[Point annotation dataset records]
··········
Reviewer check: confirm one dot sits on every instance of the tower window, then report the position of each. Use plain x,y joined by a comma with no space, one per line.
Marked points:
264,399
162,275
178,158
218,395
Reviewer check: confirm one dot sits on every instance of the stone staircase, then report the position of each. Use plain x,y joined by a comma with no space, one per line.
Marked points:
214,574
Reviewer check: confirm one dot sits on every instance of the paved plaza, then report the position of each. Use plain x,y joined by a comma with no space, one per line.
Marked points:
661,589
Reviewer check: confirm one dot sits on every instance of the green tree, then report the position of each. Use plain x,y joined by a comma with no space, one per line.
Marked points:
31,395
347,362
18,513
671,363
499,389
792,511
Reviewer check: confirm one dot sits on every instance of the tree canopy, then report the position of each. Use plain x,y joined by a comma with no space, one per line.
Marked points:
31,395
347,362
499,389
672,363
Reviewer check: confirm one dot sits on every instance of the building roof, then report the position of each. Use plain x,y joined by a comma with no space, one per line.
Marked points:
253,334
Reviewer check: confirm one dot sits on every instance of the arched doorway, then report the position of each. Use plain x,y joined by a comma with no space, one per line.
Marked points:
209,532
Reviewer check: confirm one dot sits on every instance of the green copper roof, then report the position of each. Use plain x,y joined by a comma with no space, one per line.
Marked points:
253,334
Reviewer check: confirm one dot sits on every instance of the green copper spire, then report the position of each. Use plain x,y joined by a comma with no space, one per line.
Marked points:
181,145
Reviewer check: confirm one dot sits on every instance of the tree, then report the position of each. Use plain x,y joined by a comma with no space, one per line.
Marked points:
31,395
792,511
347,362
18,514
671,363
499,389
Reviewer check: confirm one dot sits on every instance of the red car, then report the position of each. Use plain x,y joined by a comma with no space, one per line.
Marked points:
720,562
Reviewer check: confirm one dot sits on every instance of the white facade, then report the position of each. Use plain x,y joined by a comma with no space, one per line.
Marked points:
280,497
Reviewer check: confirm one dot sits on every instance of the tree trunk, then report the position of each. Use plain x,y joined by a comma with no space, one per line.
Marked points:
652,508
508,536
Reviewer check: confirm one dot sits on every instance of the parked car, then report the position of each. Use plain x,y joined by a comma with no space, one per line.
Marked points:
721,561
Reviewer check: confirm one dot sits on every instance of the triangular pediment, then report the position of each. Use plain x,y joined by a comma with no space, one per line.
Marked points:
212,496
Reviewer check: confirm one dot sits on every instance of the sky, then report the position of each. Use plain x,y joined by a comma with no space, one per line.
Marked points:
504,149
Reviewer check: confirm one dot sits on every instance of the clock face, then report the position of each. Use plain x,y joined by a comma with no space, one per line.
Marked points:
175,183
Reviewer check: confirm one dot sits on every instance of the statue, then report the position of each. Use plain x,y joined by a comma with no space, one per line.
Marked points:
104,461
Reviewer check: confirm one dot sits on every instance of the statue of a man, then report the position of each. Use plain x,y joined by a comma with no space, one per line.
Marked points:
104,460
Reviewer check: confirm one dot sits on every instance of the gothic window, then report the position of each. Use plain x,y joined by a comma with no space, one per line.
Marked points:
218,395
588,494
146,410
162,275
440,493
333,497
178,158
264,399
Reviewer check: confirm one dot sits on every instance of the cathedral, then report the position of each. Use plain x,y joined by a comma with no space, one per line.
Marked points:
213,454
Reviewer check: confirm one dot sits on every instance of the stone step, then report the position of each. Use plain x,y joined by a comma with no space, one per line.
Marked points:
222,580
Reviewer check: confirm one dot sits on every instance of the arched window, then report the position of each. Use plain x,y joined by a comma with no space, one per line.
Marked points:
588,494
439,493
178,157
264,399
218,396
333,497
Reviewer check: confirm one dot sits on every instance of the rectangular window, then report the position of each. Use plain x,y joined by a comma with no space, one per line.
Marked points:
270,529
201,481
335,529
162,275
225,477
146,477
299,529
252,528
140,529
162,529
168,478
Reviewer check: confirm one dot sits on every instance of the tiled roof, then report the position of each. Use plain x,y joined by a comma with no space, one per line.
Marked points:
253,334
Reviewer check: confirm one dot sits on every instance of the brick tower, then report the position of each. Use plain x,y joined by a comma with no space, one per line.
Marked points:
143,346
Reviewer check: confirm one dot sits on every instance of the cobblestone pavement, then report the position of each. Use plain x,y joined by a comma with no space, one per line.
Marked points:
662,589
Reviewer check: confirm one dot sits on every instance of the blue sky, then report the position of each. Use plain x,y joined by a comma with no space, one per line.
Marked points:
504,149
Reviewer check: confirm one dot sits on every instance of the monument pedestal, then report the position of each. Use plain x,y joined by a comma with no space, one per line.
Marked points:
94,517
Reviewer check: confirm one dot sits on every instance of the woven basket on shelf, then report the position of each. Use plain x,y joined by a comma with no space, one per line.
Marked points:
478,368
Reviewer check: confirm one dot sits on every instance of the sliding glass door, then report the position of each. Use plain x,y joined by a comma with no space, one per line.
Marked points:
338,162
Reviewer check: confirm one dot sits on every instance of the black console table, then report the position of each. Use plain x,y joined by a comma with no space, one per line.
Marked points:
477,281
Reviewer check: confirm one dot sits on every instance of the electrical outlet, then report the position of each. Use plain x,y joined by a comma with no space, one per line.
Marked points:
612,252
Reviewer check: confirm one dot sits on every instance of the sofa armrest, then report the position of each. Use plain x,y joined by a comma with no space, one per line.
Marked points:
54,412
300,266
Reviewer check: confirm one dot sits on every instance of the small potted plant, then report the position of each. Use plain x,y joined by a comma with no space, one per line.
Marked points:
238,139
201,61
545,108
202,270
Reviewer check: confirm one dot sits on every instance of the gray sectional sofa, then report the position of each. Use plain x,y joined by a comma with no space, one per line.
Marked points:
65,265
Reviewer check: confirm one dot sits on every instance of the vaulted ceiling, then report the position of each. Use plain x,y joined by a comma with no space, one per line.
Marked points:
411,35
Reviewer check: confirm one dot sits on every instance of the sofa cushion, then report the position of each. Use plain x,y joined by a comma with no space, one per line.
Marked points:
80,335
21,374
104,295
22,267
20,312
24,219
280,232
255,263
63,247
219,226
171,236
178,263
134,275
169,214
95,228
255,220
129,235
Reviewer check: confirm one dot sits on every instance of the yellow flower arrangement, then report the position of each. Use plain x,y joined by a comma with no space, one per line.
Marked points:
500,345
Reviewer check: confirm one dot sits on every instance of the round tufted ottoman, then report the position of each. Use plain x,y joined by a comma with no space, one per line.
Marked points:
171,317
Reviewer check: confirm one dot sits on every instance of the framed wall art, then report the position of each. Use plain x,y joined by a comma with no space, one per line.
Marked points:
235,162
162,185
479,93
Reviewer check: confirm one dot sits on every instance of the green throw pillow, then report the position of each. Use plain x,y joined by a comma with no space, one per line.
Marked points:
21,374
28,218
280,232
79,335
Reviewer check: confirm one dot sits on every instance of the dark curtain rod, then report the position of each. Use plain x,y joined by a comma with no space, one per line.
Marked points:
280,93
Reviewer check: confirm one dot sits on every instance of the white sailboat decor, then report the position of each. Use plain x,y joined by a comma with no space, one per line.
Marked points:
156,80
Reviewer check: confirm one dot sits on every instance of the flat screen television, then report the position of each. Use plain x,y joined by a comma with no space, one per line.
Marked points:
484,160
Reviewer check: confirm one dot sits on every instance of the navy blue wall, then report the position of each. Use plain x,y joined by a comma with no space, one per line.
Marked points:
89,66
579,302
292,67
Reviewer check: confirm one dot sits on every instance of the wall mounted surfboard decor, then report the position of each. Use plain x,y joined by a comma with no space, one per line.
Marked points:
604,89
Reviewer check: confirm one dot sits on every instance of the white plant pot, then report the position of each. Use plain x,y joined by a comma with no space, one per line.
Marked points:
··········
[What the exercise asks]
Write the entries again, exactly as they stand.

[The completed task]
Reviewer check: confirm one dot sits on every instance of the tower window, then report the position of each. Use plain x,y joined by a comma with no space, one per line.
Marked points:
264,399
162,275
178,158
218,395
Reviewer check: confirm one dot sits on every instance of the stone staircase, then report the position of each. Use plain x,y joined by a comma with no space, one per line.
Marked points:
214,574
Reviewer check: confirm one dot sits on every instance of the paved plaza, then report the position of each. Use plain x,y joined by a comma with no space, one per line.
Marked points:
661,589
Reviewer check: confirm one dot sits on every instance of the green tree, then report the position of each. Use plain x,y joined by a comma with no space, one per line.
Marked points:
31,395
347,362
18,513
671,363
499,389
792,511
Reviewer check: confirm one dot sits on every instance of the tree canopy, then report the position of each. Use plain x,y joined by a comma with no space, one per line.
Marked points:
31,395
347,362
499,389
672,363
Reviewer check: confirm one dot sits on every instance of the building roof, then report the position of each. Use plain x,y joined by a comma with no space, one per line.
Marked points:
253,334
Reviewer check: confirm one dot sits on every instance of the arched doorway, then report the position of each. Use plain x,y joined by a comma with no space, one per line.
Marked points:
209,532
Reviewer check: confirm one dot sits on every instance of the green copper roof, then report the position of each. Use plain x,y joined by a comma with no space, one per line.
Marked points:
253,334
Reviewer check: confirm one dot sits on every instance of the green copper spire, then report the position of each. Use plain x,y joined by a comma with no space, one per line.
Marked points:
181,145
Reviewer check: confirm one dot sits on every instance of the tree, then report the position of each. Use plain x,y joined by a comma with no space, one per line.
Marked points:
31,395
792,511
347,362
18,514
671,363
499,389
Reviewer check: confirm one dot sits on every instance of the red car, then report the position of each. Use plain x,y joined by a comma with no space, one per line.
Marked points:
720,562
Reviewer check: confirm one dot sits on every instance of the white facade, then report the position of each. Use plain x,y joined by a comma with no space, one per line.
Marked points:
280,497
Reviewer check: confirm one dot sits on every instance of the tree trunk, then report the position of each. Use plain x,y joined by a comma with no space, one per line.
Marked points:
652,508
508,536
Reviewer check: confirm one dot sits on every instance of the parked car, then report the position of each. Use plain x,y joined by a comma with no space, one per line.
Marked points:
721,561
Reviewer check: confirm one dot sits on every instance of the triangular pediment, then report the position of each. Use plain x,y joined by a comma with no space, one per line.
Marked points:
212,496
Reviewer check: confirm one dot sits on every instance of the sky, then report the position of each. Use plain x,y joined by a comma with no space, one per line.
Marked points:
504,149
Reviewer check: confirm one dot sits on every instance of the clock face, then report the position of each. Use plain x,y joined by a comma with no space, one per line.
Marked points:
175,183
Reviewer check: confirm one dot sits on every instance of the statue, then report the position of each. Use plain x,y joined by a comma with no space, one per line.
Marked points:
104,461
Reviewer check: confirm one dot sits on every instance of the statue of a man, then report the position of each. Use plain x,y joined by a comma with no space, one per line.
Marked points:
104,460
Reviewer check: confirm one dot sits on every instance of the gothic window, then report the position of each. Use plain x,y joined by a comma with no space, one per line.
Marked points:
218,395
588,494
146,410
162,275
440,493
333,497
178,158
264,399
Reviewer check: confirm one dot sits on every instance of the cathedral, then report the position of each. Use plain x,y joined by a comma with no space, one per line.
Marked points:
213,454
Reviewer check: confirm one dot sits on every instance of the stone step, then report the position of each. Use plain x,y joined by a comma with no space, one per line.
Marked points:
222,580
Reviewer check: confirm one dot sits on every instance of the arched window, then report the position of each. Use plain x,y joined by a comma with no space, one per line.
Marked points:
588,494
439,493
178,157
264,399
218,396
333,497
Reviewer check: confirm one dot sits on every instance of the rectangular window, then report the position of each. Use plain x,y joined by a comma with no space, one per line.
Marked points:
270,529
201,481
335,529
162,275
225,477
146,477
299,529
252,528
140,529
162,529
168,478
Reviewer check: confirm one dot sits on every instance of the tiled roof, then report the position of each. Use plain x,y joined by a comma with no space, one per line.
Marked points:
253,334
Reviewer check: confirm one dot sits on every instance of the brick tower, then report the position of each. Use plain x,y joined by a comma with no space, one per line.
Marked points:
143,346
Reviewer check: confirm one dot sits on every instance of the cobblestone pavement, then report the position of each. Use plain x,y joined by a comma with no space, one per line.
Marked points:
662,589
Reviewer check: confirm one dot sits on every instance of the blue sky, then report the position of each. Use plain x,y joined by a comma with no space, one per line.
Marked points:
504,149
Reviewer check: confirm one dot sits on every instance of the monument pedestal, then report the position of each. Use plain x,y joined by a comma with no space, one per line.
Marked points:
94,517
Reviewer check: confirm one dot sits on every instance of the woven basket on shelf, then report the position of each. Use plain x,y joined by a comma with no space, one per line.
Marked points:
478,368
Reviewer check: confirm one dot sits on every instance of the sliding glass door, then report the position of each. Use plain x,y joined by a comma with no space, one per line.
Marked points:
338,162
Reviewer check: confirm one dot sits on every instance of the black console table, then report the position of each. Use plain x,y joined by a comma with no space, one per line.
Marked points:
477,281
Reviewer check: confirm one dot sits on every instance of the electrical outlet, then report the position of each. Use plain x,y joined by a comma with no space, one per line.
Marked points:
612,252
Reviewer check: confirm one dot sits on every instance of the sofa armrest, then report the position of each. Use plain x,y joined by a comma with no space, one per line.
Marked points:
54,412
300,266
Reviewer check: confirm one dot sits on every instance of the small potted plant, then report the position of each. Use plain x,y joined by a comma with no space, one per line.
Marked points:
238,139
201,61
545,108
202,270
Reviewer check: confirm one dot sits on every instance of the gray sectional sofa, then report the position of each. Use plain x,y joined by a comma with no space, one per line.
Marked points:
65,265
Reviewer check: confirm one dot sits on every instance of the vaulted ceiling, then report the position of each. Use plain x,y joined by a comma with no space, one per line.
Marked points:
411,35
Reviewer check: confirm one dot sits on every instance of the sofa cushion, then report the position of each. Use plain x,y joined by a comma with no space, one per line.
Marked points:
80,335
21,374
104,295
22,267
20,312
24,219
280,232
255,263
63,247
219,226
171,236
178,263
134,275
169,214
95,228
255,220
129,235
Reviewer check: confirm one dot sits on every instance of the yellow flower arrangement, then report the position of each. Use plain x,y joined by a comma with no space, one per line.
Marked points:
500,345
Reviewer check: confirm one dot sits on every instance of the round tufted ottoman, then report the position of each. Use plain x,y joined by a comma with no space, one per line.
Marked points:
171,317
Reviewer check: confirm one dot sits on every instance of the framed wall art, then report the position of each. Use plain x,y joined by a comma with no space, one per line.
Marked points:
235,162
162,185
479,93
Reviewer check: confirm one dot sits on every instance of the green throw pillow, then report the position of each. Use plain x,y joined by a comma with no space, one per line.
Marked points:
21,374
28,218
280,232
79,335
Reviewer check: confirm one dot sits on every instance of the dark curtain rod, then report the position of each. Use plain x,y joined by a comma with no space, one per line.
Marked points:
280,93
Reviewer check: confirm one dot sits on every instance of the white sailboat decor, then report the position of each. Use plain x,y joined by a comma with no space, one per line.
Marked points:
156,80
Reviewer check: confirm one dot sits on every instance of the flat screen television, then report the position of each. Use plain x,y joined by a comma with no space, one per line.
Marked points:
484,160
Reviewer check: confirm one dot sits on every instance of the navy blue wall, then report the position of each. Use plain x,y joined by a comma with no space, one per line.
Marked points:
89,66
579,302
292,67
Reviewer check: confirm one dot sits on every instance of the wall mounted surfboard decor, then report the position of each. Use plain x,y joined by a comma with no space, one per line.
Marked points:
604,89
Reviewer check: confirm one dot sits on every instance of the white plant pot, then report the position of each. Use plain x,y joined by a comma with no space, one per line.
Marked points:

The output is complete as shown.